> **Exercise details**: Rewrite each of the following items, substituting "wooden fence" for every occurrence of "picket fence" and leaving everything else unchanged.

START Material to process

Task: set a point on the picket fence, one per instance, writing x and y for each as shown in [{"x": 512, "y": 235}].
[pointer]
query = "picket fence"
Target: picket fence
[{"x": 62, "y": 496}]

END Material to process

> **Task answer**:
Task: set a point on the wooden fence, one per instance, writing x and y for each as shown in [{"x": 512, "y": 235}].
[pointer]
query = "wooden fence"
Target: wooden fence
[{"x": 62, "y": 496}]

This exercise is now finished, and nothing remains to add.